Fifty-Four Pigs
by Philipp Schott
Published on October 20, 2025
Our Verdict
A confident debut with heart and brains — not a perfect pig, but a very good one.
In Fifty-Four Pigs, Philipp Schott introduces readers to Dr. Peter Bannerman — veterinarian by profession, amateur sleuth by inclination — and sets him loose in the snowy hinterlands of Manitoba, in a small Icelandic-Canadian town called New Selfoss. When a friend’s pig barn explodes, killing all fifty-four pigs and one human, Bannerman finds himself drawn into a mystery that is as much about loyalty and place as it is about crime.
What makes this debut intriguing is the collision of two worlds: the everyday rhythms of a vet’s life (from ailing animals to loyal canine sidekicks) and the sudden eruption of violence in a quiet community. Bannerman is not the typical detective; he’s meticulous, logical to a fault, and sometimes socially awkward — traits that give the narrative a peculiar charm. His dog, Pippin, is nearly a partner in investigation, and when skirted edges of sleuthing meet routine vet visits, the novel matures into something more than a cozy mystery. Schott’s setting is a strength. The cold, the rural back roads, the small-town dynamics — they’re vivid and honed with authenticity (the author is a practising veterinarian himself). The Icelandic heritage of the town, the social fabric of local acquaintances, the long Manitoba winters: all these weave together to ground the story in a place you can almost feel under your boots.

## Provided material
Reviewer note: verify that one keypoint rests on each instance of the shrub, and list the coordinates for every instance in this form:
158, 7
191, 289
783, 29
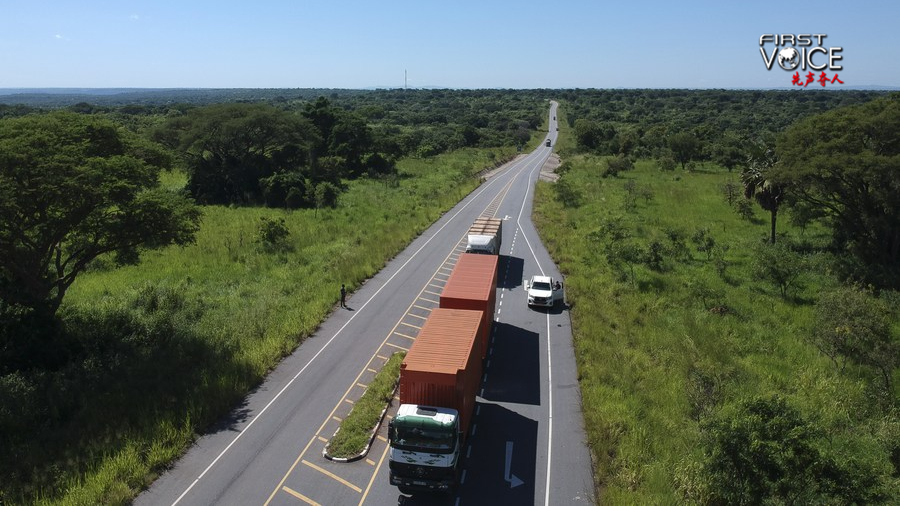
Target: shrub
780, 265
273, 235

## Problem to work on
Transcribe the part of the Fifty-Four Pigs review from "In Fifty-Four Pigs, Philipp" up to and including "is about crime.", word for word.

## Task solution
In Fifty-Four Pigs, Philipp Schott introduces readers to Dr. Peter Bannerman — veterinarian by profession, amateur sleuth by inclination — and sets him loose in the snowy hinterlands of Manitoba, in a small Icelandic-Canadian town called New Selfoss. When a friend’s pig barn explodes, killing all fifty-four pigs and one human, Bannerman finds himself drawn into a mystery that is as much about loyalty and place as it is about crime.